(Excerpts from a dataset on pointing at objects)
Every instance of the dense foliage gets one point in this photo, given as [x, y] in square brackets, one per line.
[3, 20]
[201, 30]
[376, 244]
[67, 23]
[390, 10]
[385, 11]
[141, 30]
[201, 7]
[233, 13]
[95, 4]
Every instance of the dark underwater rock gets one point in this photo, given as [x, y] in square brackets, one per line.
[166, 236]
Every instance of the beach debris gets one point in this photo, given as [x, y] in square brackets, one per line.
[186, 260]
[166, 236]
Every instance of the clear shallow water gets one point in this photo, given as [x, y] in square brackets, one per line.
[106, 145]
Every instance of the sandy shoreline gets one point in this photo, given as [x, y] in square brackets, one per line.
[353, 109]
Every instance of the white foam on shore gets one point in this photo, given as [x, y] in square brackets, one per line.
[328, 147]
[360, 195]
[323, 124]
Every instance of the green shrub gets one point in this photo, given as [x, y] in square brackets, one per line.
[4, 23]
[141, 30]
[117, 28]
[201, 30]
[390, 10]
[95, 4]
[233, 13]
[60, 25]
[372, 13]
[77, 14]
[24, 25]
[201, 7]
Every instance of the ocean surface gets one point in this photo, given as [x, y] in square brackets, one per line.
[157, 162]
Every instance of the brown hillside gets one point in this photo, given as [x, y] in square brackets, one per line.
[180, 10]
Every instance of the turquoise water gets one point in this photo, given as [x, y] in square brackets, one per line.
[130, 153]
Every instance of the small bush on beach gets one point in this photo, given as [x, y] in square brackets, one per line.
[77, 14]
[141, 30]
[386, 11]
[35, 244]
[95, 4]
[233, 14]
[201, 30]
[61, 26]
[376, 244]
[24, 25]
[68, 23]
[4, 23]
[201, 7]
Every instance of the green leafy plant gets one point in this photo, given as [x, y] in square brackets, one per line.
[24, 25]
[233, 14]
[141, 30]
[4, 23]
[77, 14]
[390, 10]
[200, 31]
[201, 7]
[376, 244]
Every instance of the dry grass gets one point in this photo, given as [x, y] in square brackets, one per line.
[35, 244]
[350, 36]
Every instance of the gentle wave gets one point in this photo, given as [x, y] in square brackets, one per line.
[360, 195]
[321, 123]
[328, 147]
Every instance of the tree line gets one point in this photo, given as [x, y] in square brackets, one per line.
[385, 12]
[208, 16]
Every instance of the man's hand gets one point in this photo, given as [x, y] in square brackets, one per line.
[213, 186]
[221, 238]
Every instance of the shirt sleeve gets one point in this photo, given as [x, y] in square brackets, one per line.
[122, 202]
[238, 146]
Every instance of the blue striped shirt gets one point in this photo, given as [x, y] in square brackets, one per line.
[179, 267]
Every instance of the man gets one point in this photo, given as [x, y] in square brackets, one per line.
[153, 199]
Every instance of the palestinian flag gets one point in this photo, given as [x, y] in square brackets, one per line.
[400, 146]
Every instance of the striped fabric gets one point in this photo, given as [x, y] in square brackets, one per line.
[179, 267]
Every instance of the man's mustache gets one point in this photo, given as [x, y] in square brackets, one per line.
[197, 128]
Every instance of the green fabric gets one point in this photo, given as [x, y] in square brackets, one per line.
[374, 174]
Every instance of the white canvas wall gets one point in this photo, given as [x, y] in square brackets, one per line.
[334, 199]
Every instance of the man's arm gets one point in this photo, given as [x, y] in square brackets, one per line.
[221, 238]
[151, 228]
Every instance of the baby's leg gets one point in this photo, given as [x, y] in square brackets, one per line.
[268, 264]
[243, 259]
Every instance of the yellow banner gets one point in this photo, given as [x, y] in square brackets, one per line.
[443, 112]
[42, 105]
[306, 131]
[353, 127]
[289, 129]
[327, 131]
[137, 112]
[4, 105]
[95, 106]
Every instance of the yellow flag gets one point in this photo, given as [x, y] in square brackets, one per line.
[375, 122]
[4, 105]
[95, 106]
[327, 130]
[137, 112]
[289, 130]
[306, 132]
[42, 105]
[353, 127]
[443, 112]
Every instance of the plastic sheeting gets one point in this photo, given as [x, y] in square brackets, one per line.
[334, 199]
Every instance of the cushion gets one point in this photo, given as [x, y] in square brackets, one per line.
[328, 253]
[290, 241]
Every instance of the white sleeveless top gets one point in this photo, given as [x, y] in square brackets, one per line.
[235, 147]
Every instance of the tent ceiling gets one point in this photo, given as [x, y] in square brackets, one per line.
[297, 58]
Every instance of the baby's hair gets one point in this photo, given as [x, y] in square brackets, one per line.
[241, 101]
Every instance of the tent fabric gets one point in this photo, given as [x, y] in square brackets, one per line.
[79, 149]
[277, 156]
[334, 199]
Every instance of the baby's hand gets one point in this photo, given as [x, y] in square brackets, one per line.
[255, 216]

### AIM
Reproduce every line of the data above, changing nothing.

### ANSWER FOR THE TASK
Every instance of the dense foliage gets one point in this photo, given as [x, y] in square brackets, one per line.
[3, 20]
[201, 30]
[376, 244]
[67, 23]
[390, 10]
[385, 11]
[141, 30]
[201, 7]
[233, 13]
[95, 4]
Every instance of the dark underwater rock gets one point in this photo, given as [x, y] in square brackets, one per line.
[166, 236]
Every instance of the beach debris gets one point in this photo, given as [x, y] in square brackets, one per line.
[186, 260]
[166, 236]
Every instance of the clear shallow water gets one point in this photo, given as [x, y] in square brackets, one per line.
[106, 145]
Every instance of the sandy shoreline gets one point in this photo, given as [x, y] in square brackets, one per line.
[353, 109]
Every instance of the white foam on shore gets one point in this photo, given as [x, y] in square brackets, one per line.
[328, 147]
[360, 195]
[323, 124]
Every instance of the green shrub gets one point in this photo, given as [x, y] in square brackets, one per line.
[4, 23]
[141, 30]
[117, 28]
[201, 30]
[390, 10]
[95, 4]
[233, 13]
[60, 25]
[372, 13]
[77, 14]
[24, 25]
[201, 7]
Every instance of the ocean surface gets one point in this photo, given as [x, y] in square brackets, one per line.
[157, 162]
Every instance of the brown hillside gets one point in this photo, given as [x, y] in square brackets, one per line.
[180, 10]
Every instance of the turquoise water gets one point in this photo, given as [x, y] in square brackets, one per line.
[130, 153]
Every instance of the small bush on beach gets one point in this photo, given as [x, y] in square brackets, one per line.
[77, 14]
[141, 30]
[386, 11]
[35, 244]
[95, 4]
[233, 14]
[201, 30]
[61, 26]
[376, 244]
[24, 25]
[68, 23]
[4, 23]
[201, 7]
Every instance of the green leafy plant gets one point in this photo, given as [x, y] in square brackets, one per line.
[24, 25]
[233, 14]
[141, 30]
[4, 23]
[77, 14]
[390, 10]
[200, 31]
[201, 7]
[376, 244]
Every instance of the dry grass gets one point in this photo, given as [x, y] in square brackets, one per line.
[35, 244]
[350, 36]
Every instance of the gentle wave gets one point in this photo, given as [x, y] in square brackets, one per line.
[360, 195]
[321, 123]
[328, 147]
Every instance of the tree line gets one point in this photo, given as [x, y] in square brackets, one per line.
[385, 12]
[208, 16]
Every instance of the man's hand gets one point in this photo, given as [x, y] in square brackets, one per line.
[213, 186]
[221, 238]
Every instance of the shirt sleeve gets one point in this photo, given as [x, y] in square brackets, one per line.
[122, 202]
[238, 146]
Every instance of the blue striped shirt gets one point in this photo, given as [x, y] in square brackets, one per line.
[179, 267]
Every instance of the man gets one point in this photo, given as [x, y] in square brackets, one per line.
[153, 199]
Every instance of the palestinian flag gets one point in this photo, given as [x, y] in square brackets, one per line.
[400, 146]
Every instance of the striped fabric gets one point in this photo, given as [x, y] in square brackets, one per line.
[179, 267]
Every instance of the man's mustache gets one point in this photo, given as [x, y] in square brackets, one per line.
[197, 128]
Every instance of the green fabric gets one point in this photo, given as [x, y] in square brackets, one per line.
[374, 174]
Every instance of the white canvas wall gets one point in this photo, given as [x, y] in square brackets, one per line.
[334, 199]
Every instance of the man's arm gets one point in this photo, given as [x, y] in square brackets, one per line.
[221, 238]
[151, 228]
Every instance of the baby's leg gets one point in this photo, given as [x, y] in square brackets, one per line.
[268, 264]
[243, 259]
Every instance of the yellow banner gets one point in this photo, given as [x, y] in square brackets, one per line.
[443, 112]
[42, 105]
[306, 131]
[353, 127]
[289, 129]
[327, 131]
[137, 112]
[4, 105]
[95, 106]
Every instance of the yellow flag gets one point in this photo, given as [x, y] in square brackets, one per line.
[375, 122]
[4, 105]
[95, 106]
[327, 130]
[137, 112]
[289, 130]
[306, 132]
[42, 105]
[353, 127]
[443, 112]
Every instance of the plastic sheeting gets one point in this photo, given as [x, y] in square brackets, one per line.
[334, 199]
Every instance of the cushion gets one point in this photo, given as [x, y] in square brackets, one per line.
[328, 253]
[290, 241]
Every instance of the white sleeveless top gets one point in this photo, given as [x, y] in square brackets, one per line.
[235, 147]
Every instance of the tent ceiling gets one point in this photo, given as [x, y] in square brackets, one per line.
[297, 58]
Every instance of the baby's hair gets one point in this photo, given as [x, y] in square brackets, one per line.
[241, 101]
Every instance of the tent fabric gets one point in this photo, given as [x, y] in square brackets, one per line.
[79, 149]
[277, 156]
[334, 199]
Every instance of the baby's hand gets one point in this photo, given as [x, y] in square brackets, one per line.
[255, 216]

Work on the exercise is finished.